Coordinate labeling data
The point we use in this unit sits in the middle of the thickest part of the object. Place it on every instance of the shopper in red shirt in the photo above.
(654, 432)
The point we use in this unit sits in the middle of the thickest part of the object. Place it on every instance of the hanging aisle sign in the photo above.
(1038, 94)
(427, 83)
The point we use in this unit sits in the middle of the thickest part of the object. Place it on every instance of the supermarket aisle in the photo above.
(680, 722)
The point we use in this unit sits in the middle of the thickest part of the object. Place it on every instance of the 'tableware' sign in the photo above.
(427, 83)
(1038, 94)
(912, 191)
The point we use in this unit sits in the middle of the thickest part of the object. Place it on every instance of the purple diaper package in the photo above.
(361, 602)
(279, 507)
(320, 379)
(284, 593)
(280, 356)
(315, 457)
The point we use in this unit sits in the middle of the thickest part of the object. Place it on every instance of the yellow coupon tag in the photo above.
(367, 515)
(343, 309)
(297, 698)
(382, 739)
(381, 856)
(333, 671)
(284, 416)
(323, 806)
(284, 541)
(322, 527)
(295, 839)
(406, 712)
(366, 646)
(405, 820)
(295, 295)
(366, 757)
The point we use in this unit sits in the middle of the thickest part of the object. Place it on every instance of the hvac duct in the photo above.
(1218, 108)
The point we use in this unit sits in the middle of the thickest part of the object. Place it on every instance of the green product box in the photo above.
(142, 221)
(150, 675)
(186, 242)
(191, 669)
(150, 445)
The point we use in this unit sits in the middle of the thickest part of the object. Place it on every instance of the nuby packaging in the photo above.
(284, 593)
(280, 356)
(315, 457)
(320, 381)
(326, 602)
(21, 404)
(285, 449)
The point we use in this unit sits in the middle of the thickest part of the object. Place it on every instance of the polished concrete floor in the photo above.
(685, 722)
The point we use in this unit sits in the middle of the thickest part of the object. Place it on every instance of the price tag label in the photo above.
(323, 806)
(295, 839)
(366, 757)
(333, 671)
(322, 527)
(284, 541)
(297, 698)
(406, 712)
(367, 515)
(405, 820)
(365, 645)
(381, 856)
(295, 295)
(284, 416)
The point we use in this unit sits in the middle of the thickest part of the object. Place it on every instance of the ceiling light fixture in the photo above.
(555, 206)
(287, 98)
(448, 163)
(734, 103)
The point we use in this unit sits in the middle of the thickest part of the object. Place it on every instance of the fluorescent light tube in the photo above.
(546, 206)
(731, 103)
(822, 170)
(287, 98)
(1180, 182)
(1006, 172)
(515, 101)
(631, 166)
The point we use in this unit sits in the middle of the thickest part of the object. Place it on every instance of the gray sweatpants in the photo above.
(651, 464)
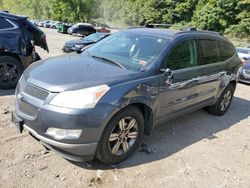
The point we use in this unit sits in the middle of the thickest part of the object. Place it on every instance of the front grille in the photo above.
(25, 93)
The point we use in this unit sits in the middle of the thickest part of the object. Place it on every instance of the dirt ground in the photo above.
(196, 150)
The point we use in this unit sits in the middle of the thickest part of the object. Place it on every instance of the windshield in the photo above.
(132, 51)
(94, 37)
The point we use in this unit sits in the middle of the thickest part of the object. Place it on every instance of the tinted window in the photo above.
(4, 24)
(226, 50)
(208, 52)
(182, 56)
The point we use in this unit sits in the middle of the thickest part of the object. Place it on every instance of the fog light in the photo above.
(60, 134)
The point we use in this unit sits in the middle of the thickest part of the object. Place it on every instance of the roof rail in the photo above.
(186, 28)
(135, 27)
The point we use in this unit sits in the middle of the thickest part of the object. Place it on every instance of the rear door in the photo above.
(211, 68)
(180, 95)
(38, 35)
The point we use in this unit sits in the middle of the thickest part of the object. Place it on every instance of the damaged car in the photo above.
(101, 102)
(18, 38)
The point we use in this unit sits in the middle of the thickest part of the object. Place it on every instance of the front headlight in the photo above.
(78, 46)
(80, 99)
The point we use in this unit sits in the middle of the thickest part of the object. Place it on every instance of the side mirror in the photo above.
(169, 75)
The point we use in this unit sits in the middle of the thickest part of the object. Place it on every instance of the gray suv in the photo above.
(101, 102)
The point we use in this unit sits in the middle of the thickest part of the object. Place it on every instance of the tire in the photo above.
(11, 70)
(223, 102)
(107, 144)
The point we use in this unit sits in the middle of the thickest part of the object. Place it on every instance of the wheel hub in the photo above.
(123, 136)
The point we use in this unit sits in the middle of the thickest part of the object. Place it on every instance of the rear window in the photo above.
(208, 52)
(226, 50)
(4, 24)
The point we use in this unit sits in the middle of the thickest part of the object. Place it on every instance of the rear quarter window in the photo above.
(4, 24)
(226, 50)
(208, 52)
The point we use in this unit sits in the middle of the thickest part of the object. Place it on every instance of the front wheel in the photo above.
(121, 136)
(10, 71)
(223, 103)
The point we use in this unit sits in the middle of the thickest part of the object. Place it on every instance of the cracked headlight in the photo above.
(80, 99)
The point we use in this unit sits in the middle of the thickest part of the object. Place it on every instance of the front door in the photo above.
(180, 94)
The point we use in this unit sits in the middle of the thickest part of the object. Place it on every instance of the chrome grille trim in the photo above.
(33, 91)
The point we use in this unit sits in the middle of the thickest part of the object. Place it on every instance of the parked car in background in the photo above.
(47, 23)
(77, 44)
(40, 24)
(54, 24)
(101, 102)
(244, 73)
(62, 27)
(82, 29)
(244, 53)
(18, 38)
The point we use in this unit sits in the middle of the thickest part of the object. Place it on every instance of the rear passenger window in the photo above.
(182, 56)
(208, 52)
(4, 24)
(226, 50)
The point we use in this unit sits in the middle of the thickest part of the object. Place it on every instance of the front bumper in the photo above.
(33, 109)
(74, 152)
(68, 49)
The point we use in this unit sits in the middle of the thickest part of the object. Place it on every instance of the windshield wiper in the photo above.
(110, 61)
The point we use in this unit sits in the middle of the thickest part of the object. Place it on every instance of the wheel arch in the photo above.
(147, 113)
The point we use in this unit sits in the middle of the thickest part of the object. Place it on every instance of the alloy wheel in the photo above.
(226, 100)
(123, 136)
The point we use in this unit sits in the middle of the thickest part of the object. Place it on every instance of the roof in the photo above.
(88, 24)
(169, 33)
(12, 16)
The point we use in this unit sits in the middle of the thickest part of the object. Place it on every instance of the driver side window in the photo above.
(184, 55)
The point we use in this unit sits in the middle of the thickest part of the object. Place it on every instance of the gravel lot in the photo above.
(196, 150)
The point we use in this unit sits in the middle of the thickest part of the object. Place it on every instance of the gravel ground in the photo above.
(195, 150)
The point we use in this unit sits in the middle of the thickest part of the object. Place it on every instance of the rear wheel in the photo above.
(10, 72)
(223, 103)
(121, 136)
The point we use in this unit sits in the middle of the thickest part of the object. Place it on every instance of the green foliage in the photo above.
(229, 16)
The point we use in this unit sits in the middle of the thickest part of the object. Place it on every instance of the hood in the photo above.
(74, 71)
(39, 35)
(78, 41)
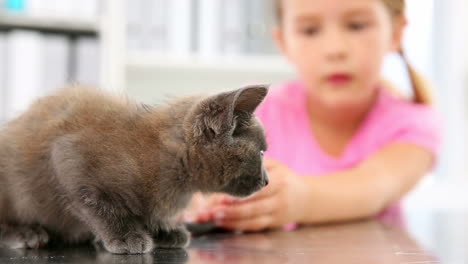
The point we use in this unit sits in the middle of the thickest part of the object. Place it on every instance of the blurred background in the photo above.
(154, 49)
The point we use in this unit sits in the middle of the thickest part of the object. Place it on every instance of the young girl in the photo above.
(342, 146)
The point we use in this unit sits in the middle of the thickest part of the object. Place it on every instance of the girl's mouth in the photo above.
(339, 78)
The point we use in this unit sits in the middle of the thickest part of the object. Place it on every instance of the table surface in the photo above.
(360, 242)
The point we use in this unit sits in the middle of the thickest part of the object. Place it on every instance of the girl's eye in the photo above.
(310, 31)
(358, 26)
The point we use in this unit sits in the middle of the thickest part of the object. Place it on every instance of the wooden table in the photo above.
(370, 242)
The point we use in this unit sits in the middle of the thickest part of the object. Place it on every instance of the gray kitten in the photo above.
(82, 164)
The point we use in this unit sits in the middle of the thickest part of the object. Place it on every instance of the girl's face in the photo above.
(338, 46)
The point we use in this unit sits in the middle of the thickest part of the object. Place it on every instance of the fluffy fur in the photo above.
(83, 164)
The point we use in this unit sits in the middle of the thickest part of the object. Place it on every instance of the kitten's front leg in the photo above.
(112, 211)
(121, 231)
(23, 236)
(178, 237)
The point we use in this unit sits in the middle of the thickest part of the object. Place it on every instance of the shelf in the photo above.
(51, 25)
(245, 63)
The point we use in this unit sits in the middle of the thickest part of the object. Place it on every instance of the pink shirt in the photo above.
(291, 140)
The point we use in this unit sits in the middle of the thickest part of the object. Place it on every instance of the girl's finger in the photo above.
(252, 224)
(247, 210)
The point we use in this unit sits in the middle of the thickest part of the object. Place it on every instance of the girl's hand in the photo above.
(275, 206)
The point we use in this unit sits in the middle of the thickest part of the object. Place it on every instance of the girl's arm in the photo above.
(351, 194)
(366, 190)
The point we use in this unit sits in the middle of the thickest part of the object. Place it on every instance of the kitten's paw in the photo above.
(176, 238)
(24, 237)
(132, 243)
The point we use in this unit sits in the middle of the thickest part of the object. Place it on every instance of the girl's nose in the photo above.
(335, 46)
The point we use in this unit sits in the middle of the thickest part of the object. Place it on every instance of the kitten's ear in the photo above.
(217, 115)
(249, 98)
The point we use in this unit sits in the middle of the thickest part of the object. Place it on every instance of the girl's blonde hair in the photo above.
(419, 84)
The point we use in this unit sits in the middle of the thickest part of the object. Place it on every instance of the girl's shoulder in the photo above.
(283, 97)
(398, 119)
(399, 109)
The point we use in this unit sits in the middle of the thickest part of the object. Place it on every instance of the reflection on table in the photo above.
(383, 242)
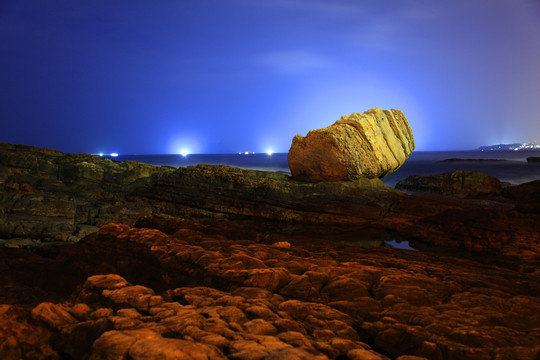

**EXERCISE:**
State how many lines of the listing above contain the string "windshield", treating uppercase and lowercase as different, and give only the number.

**RESPONSE TO THIS EXERCISE:**
2